Segment Start: EXCERPT

Tomorrow will mark a month since the start of the war in Ukraine, resulting in numerous civilian casualties and mounting war crimes committed by the Russian Federation.
Russian aggression was met by condemnation from the majority of the world leaders and international institutions. However, mounting international pressure has not achieved its main goal of stopping the war and altering the behavior of the Russian president Vladimir Putin.
As a joint summit with U.S. President Joe Biden approaches, the leaders of the European Union and United States are preparing to discuss what other restrictive measures could be applied to end ongoing aggression of the Russian Federation and change its political course.
International Partnership for Human Rights (IPHR) strongly believes that sanctioning Russian energy sector is the key to stopping war in Ukraine and prompting democratic change in the country. We call the EU to immediately impose energy sanctions on the Russian Federation to effectively deprive its current regime of financial resources and prevent further escalation of the Russian aggression in Ukraine and beyond.
Unlike the United States, which declared an embargo on all Russian energy imports, the EU is lagging behind. Instead, Russia remains the main EU supplier of crude oil, natural gas and solid fossil fuels. Since 24th February this year, payments to Russia for fossil fuels have exceeded 18 Billion Euros, which is more than support provided to Ukraine by both US and EU in the same time period. This revenue goes directly into financing war and corrupt authoritarian regime of Vladimir Putin.
Aside from betraying its own values and principles, by continuing exports of Russian crude, EU puts its security and economy under serious threat. As war continues and European citizens unite in solidarity with Ukraine, position of the European leaders remain divided along the lines of the following arguments:
Undoubtedly, the EU economy will be affected by these sanctions, however leading economic researchers and experts in Russian economy Sergei Guriev and Oleg Itskhoki state that embargo on Russian energy resources is not only the fastest way to stop the war in Ukraine, but also the most economically efficient way to do it. As the war continues, so do the economic and humanitarian costs. Europe is already facing a refugee crisis unseen since the WWII, creating serious challenges for the European economy, which is still recovering from the impacts of COVID-19 pandemic.
If the ban is imposed now, European economy has the means to adjust – mitigation strategies already exist to make sure that the negative impact on European consumers and markets resulting from export decrease is minimized. Otherwise, the dependence of the EU from Russian fossil fuels will inevitably make it more vulnerable to further political and economic manipulations by the Russian state, which can cost Europe security and peace.

Segment End: EXCERPT
Segment Start: DATA FOR ANALYSIS

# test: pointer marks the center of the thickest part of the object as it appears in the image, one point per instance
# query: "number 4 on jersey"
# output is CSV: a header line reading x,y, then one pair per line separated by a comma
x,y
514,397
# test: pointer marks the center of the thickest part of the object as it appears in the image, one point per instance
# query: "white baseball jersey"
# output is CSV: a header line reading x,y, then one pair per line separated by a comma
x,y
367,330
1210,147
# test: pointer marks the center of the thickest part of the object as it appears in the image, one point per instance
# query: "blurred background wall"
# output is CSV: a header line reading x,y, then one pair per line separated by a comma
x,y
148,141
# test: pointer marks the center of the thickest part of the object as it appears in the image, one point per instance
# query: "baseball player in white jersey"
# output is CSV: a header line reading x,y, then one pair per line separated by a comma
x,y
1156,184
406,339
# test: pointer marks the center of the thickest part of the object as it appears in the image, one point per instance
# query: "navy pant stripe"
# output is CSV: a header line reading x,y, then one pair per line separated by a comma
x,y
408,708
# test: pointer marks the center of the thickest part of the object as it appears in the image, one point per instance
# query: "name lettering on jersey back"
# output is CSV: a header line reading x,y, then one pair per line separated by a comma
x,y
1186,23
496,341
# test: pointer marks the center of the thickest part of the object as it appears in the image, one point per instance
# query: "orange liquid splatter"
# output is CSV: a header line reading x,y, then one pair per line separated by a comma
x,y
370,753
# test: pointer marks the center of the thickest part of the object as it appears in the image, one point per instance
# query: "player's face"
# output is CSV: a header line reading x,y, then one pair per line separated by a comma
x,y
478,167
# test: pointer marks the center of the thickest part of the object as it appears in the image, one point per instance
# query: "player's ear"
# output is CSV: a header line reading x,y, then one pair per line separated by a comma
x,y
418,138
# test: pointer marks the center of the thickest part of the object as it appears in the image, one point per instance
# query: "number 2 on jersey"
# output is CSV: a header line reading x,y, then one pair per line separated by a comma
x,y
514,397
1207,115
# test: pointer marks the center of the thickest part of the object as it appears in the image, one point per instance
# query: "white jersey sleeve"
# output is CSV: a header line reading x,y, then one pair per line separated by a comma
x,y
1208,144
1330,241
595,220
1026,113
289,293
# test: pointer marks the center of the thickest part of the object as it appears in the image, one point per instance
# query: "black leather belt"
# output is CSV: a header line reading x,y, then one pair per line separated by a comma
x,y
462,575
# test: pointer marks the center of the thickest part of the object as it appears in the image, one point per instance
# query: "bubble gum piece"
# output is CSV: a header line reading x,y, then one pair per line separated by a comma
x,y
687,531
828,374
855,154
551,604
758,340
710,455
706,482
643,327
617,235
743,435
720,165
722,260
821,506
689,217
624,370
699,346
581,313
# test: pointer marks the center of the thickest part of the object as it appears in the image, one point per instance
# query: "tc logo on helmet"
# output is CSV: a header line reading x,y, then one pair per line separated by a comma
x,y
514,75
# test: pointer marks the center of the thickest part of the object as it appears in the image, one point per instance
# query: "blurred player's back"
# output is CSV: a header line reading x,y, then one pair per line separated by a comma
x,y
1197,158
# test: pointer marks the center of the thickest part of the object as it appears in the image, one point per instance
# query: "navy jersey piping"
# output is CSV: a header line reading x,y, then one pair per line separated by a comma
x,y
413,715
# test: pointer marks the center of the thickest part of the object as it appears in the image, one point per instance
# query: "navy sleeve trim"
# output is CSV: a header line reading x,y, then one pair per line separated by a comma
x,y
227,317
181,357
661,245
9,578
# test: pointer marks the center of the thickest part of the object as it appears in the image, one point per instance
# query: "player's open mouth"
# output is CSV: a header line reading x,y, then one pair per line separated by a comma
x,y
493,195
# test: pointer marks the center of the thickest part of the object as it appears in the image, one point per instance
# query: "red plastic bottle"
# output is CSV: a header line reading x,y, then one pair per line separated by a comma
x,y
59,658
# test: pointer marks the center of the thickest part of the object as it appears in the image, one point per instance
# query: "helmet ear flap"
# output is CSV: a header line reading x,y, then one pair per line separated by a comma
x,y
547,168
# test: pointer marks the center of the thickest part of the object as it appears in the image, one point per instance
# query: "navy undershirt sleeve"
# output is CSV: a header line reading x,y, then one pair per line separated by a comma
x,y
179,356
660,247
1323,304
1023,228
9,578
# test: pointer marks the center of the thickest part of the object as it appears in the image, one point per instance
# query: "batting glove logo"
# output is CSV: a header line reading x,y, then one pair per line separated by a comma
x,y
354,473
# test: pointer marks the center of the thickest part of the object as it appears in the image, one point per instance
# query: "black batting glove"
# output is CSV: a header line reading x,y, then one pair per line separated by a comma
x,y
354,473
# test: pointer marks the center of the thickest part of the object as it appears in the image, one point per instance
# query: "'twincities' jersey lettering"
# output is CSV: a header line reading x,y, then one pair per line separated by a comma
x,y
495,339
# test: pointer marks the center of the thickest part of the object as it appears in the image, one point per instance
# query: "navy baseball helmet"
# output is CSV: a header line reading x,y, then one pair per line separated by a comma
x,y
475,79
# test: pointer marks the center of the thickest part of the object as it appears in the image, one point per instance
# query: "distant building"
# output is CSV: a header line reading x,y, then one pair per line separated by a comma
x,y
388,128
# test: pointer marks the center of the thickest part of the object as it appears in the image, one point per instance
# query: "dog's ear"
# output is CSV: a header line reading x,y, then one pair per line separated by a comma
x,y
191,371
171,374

Segment End: DATA FOR ANALYSIS

TASKS AND EXERCISES ▸
(1) Answer these questions using the statement on Russian energy sanctions:
(a) Since 24th February, how much have payments to Russia for fossil fuels exceeded?
(b) Which two experts in the Russian economy does the statement name?
(c) With which U.S. president is a joint summit approaching?
(2) Write out the passage of the statement on Russian energy sanctions that opens with the words containing "If the ban is" and closes with "security and peace.".
(3) Extend the statement on Russian energy sanctions, beginning after its final sentence.

ANSWERS TO THIS EXERCISE ▸
(1)
(a) 18 Billion Euros
(b) Sergei Guriev and Oleg Itskhoki
(c) Joe Biden

(2)
If the ban is imposed now, European economy has the means to adjust – mitigation strategies already exist to make sure that the negative impact on European consumers and markets resulting from export decrease is minimized. Otherwise, the dependence of the EU from Russian fossil fuels will inevitably make it more vulnerable to further political and economic manipulations by the Russian state, which can cost Europe security and peace.

(3)
Importantly, continuing this trade undermines the EU legitimacy in light of the global environmental crisis and EU’s commitments to decarbonization, which cannot be fulfilled unless the EU switches to renewables and diversifies its energy supplies.
Oil and gas exports are vital to Russia, with receipts exceeding $235bn in 2021. According to experts, joint U.S.-EU ban would significantly drain the pool of the potential buyers for Russian crude. It could also send a strong geopolitical message to other players, such as China, to change a stance on relations with Russia. Market powers will do the rest, forcing Russia to cut production and inflicting further losses on country’s key source of revenue.
Despite the fact that Russia is currently facing struggles to find buyers for its oil and gas, there are still countries, who continue the trade. The market disruptions could also be temporary, unless there is a strong signal of no return to “business as usual”. Such signal is expected in particular from the European Union, which sends Russia over 500M euros per day as a revenue. The economists warn that despite other sanctions in place, if these revenues keep coming in, Russia will run a fiscal surplus.
As long as Vladimir Putin and his allies are in power, they will continue redirecting revenues from the state budget to either war, countries repression apparatus or personal self-enrichment. This is already happening at the cost of Russian people, leading to poverty and repressions in the country.
In light of this information, we urge the EU leaders to use the upcoming Summit to agree on imposing energy sanctions on the Russian Federation resulting in rapid or multistep embargo on Russian energy commodities imports to the EU as a matter of EU’s moral, economic and environmental necessity.